> [Extracted entries]
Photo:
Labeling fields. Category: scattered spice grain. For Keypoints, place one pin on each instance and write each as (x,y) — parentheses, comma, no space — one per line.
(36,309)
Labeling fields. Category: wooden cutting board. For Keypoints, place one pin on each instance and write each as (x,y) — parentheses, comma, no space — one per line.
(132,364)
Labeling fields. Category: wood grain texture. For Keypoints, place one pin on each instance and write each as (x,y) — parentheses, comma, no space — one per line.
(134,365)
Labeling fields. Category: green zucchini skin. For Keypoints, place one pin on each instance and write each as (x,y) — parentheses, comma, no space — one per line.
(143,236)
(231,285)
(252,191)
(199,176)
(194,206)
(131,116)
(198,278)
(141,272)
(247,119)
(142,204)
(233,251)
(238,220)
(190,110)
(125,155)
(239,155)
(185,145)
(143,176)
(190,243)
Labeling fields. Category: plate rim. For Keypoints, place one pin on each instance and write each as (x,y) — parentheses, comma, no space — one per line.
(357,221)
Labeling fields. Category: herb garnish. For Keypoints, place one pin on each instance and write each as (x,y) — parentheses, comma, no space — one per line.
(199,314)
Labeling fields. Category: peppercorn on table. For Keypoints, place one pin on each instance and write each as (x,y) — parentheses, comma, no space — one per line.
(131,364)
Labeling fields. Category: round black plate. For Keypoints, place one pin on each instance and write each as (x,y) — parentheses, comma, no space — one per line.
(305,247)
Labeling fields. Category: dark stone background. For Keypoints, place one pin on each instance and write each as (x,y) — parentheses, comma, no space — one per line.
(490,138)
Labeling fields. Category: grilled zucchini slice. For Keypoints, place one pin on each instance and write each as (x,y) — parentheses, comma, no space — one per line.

> [Task]
Every record, from the first to the last, should be transcribed exactly.

> [Output of the task]
Photo:
Labeling fields. Category: scattered spice grain. For Keypoints, place one pin on each instance and write each as (x,y) — parentheses, comma, no space — one per line.
(36,309)
Labeling fields. Category: wooden cutting board. For Keypoints, place one pin on each instance and write each as (x,y) — parentheses, comma, no space — one per line.
(132,364)
Labeling fields. Category: wood grain texture. For Keypoints, place one pin on each instance and write each as (x,y) — parentheses, comma, no space — one per line.
(134,365)
Labeling fields. Category: green zucchini skin. For Keypoints, place one pin on each instance and write each as (x,y) — parentheses, comma, no space — one per line.
(143,236)
(231,285)
(252,191)
(199,176)
(194,206)
(131,116)
(198,278)
(141,272)
(247,119)
(142,204)
(233,251)
(238,220)
(190,110)
(125,155)
(239,155)
(185,145)
(143,176)
(190,243)
Labeling fields. Category: plate rim. For Keypoints, place one pin on each instance and write each as (x,y) — parentheses, comma, no space — one per line.
(357,221)
Labeling fields. Category: herb garnish. For Keypoints, place one pin on each instance and write each as (x,y) — parentheses, comma, no space — one per line.
(199,314)
Labeling fields. Category: peppercorn on table. For Keypoints, place one pin on each instance and write each as (x,y) — parentheses, comma, no space — one per line.
(131,364)
Labeling fields. Category: round black plate. For Keypoints, place one pin on each instance and write each as (x,y) — parentheses, comma, no space — one per line.
(305,247)
Labeling fields. Category: dark stone background. For Keypoints, place one pin on each instance and write each as (x,y) — parentheses, comma, no space — one per line.
(490,138)
Labeling fields. Category: grilled zucchini slice. For Keypoints, place one pin on each instance and write each as (x,y) — parentheses, comma, no space — one per line.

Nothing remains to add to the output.